*TASK TO CARRY OUT*:
Return every line in the records below that contains the string "ruby".

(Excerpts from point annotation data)
__________
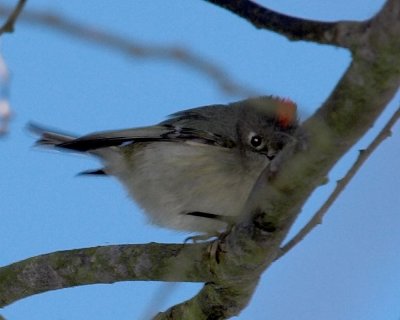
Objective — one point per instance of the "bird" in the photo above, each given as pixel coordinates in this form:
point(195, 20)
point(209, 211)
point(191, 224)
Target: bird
point(194, 171)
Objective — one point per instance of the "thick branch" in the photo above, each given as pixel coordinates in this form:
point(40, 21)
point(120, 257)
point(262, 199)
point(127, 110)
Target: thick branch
point(291, 27)
point(340, 186)
point(360, 96)
point(106, 264)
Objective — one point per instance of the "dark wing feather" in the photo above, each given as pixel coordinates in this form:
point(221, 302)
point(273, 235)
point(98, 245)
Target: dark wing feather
point(125, 137)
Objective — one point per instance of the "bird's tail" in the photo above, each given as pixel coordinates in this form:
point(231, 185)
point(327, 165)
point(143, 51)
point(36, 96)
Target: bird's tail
point(48, 138)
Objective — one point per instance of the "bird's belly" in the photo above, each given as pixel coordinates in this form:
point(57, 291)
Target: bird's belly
point(169, 180)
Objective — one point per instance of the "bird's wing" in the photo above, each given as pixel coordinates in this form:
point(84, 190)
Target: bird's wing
point(125, 137)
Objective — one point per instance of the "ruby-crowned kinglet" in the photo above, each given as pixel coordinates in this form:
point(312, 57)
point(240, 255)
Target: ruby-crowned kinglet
point(194, 171)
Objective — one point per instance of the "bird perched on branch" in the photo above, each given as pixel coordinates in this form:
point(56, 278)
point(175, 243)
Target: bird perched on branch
point(194, 171)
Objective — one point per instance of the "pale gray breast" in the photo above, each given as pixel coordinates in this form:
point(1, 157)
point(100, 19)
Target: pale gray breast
point(170, 179)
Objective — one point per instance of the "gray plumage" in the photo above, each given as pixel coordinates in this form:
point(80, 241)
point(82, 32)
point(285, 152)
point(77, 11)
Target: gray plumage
point(195, 170)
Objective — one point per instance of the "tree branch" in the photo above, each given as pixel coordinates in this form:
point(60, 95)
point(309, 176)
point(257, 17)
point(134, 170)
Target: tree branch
point(293, 28)
point(134, 48)
point(341, 185)
point(8, 26)
point(360, 96)
point(107, 264)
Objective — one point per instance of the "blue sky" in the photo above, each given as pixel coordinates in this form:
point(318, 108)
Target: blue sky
point(346, 269)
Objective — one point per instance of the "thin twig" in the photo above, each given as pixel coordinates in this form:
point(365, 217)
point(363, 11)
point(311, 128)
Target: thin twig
point(134, 48)
point(335, 33)
point(5, 109)
point(8, 26)
point(341, 185)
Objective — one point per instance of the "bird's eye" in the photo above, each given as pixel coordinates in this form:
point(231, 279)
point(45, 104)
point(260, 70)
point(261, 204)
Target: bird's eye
point(256, 141)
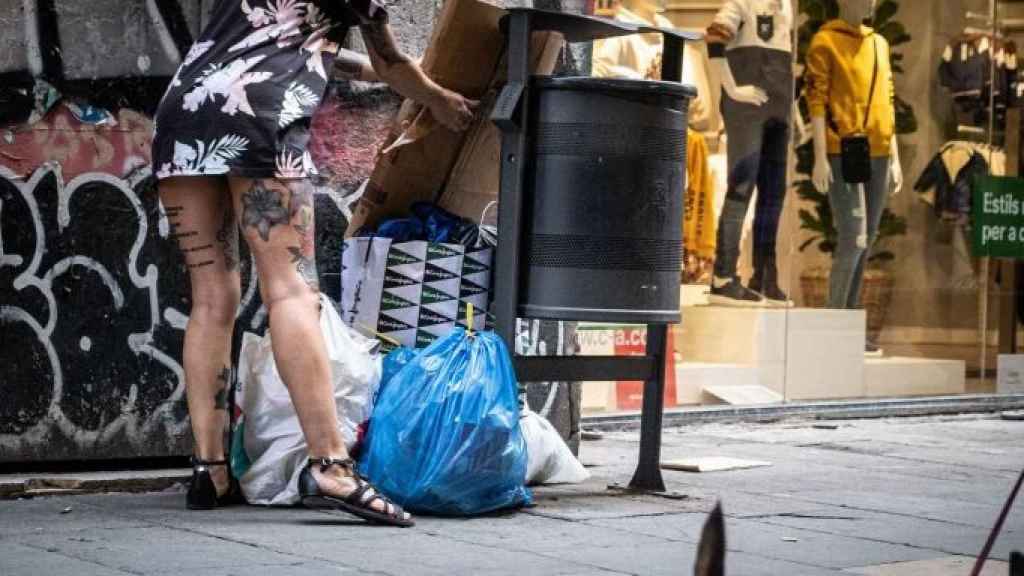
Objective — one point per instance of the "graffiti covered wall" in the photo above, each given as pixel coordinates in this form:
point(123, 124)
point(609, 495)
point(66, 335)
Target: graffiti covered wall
point(93, 294)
__________
*SOLVED EXERCISE*:
Objective — one point per instance of the "ruby-crowned kinglet" in the photo above, each given as pixel coordinates in this form:
Target: ruby-crowned kinglet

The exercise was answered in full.